Problem:
Everything from the line that holds "For this evaluation, locate the mown" through the end of the data below should be output exactly, both ends included.

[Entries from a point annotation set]
· · · · ·
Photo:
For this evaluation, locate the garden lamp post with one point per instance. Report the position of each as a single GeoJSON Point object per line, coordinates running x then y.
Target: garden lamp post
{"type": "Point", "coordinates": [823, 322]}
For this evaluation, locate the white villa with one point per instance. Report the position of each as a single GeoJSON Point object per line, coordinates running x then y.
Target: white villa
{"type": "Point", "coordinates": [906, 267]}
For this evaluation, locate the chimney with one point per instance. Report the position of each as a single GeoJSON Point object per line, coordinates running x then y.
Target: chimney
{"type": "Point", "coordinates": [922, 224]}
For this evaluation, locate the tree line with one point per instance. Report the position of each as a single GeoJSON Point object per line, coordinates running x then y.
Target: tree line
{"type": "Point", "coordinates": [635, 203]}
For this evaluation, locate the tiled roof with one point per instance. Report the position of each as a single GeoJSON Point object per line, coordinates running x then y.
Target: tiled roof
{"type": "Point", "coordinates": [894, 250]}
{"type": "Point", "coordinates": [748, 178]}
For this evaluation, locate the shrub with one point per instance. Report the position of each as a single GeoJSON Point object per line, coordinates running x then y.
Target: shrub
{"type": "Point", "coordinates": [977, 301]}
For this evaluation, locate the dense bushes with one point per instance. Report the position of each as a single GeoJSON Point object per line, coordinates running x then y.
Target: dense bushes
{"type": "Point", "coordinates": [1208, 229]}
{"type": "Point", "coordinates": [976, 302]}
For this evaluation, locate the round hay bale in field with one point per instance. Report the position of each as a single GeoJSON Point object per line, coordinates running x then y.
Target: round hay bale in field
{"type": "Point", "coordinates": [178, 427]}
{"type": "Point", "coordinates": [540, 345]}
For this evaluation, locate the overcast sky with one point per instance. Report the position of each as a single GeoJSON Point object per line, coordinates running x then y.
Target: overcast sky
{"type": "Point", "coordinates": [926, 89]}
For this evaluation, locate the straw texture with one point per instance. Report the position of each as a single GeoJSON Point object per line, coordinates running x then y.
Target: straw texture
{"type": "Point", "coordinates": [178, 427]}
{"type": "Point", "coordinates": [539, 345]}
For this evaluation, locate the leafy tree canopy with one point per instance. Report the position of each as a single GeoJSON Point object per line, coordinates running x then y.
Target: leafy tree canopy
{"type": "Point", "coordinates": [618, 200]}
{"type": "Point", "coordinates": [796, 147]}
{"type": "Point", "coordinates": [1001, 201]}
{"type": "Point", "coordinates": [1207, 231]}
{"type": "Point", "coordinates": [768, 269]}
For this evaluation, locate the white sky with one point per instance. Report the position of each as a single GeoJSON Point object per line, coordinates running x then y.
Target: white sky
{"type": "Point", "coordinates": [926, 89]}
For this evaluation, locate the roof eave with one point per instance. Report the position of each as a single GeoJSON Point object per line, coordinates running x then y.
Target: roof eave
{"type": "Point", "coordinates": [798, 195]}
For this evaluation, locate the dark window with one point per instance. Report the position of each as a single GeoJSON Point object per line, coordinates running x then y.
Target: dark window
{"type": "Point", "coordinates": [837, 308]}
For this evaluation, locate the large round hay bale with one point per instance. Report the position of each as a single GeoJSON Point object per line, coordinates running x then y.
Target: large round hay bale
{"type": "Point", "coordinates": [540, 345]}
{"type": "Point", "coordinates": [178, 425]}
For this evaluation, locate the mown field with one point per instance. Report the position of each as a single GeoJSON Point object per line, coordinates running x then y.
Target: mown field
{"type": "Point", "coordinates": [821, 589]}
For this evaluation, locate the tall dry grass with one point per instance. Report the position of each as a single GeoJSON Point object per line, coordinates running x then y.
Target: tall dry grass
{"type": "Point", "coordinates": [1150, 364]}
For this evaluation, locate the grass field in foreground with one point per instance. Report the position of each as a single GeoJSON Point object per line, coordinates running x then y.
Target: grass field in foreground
· · · · ·
Finished task:
For this evaluation, locate the mown field with one point per instance. Report the position of each as a single GeoJSON Point object per line, coordinates running x then y.
Target: mown field
{"type": "Point", "coordinates": [821, 589]}
For this evaluation, locate the tall dry grass with one point per instance. Report the position of each as a single GeoJSON Point object per line, coordinates running x then y.
Target: tall dry grass
{"type": "Point", "coordinates": [1150, 364]}
For this evaluation, locate the grass field in foreground with one point per instance. Report the position of each as a single GeoJSON Point object per line, coordinates running x then y.
Target: grass field in foreground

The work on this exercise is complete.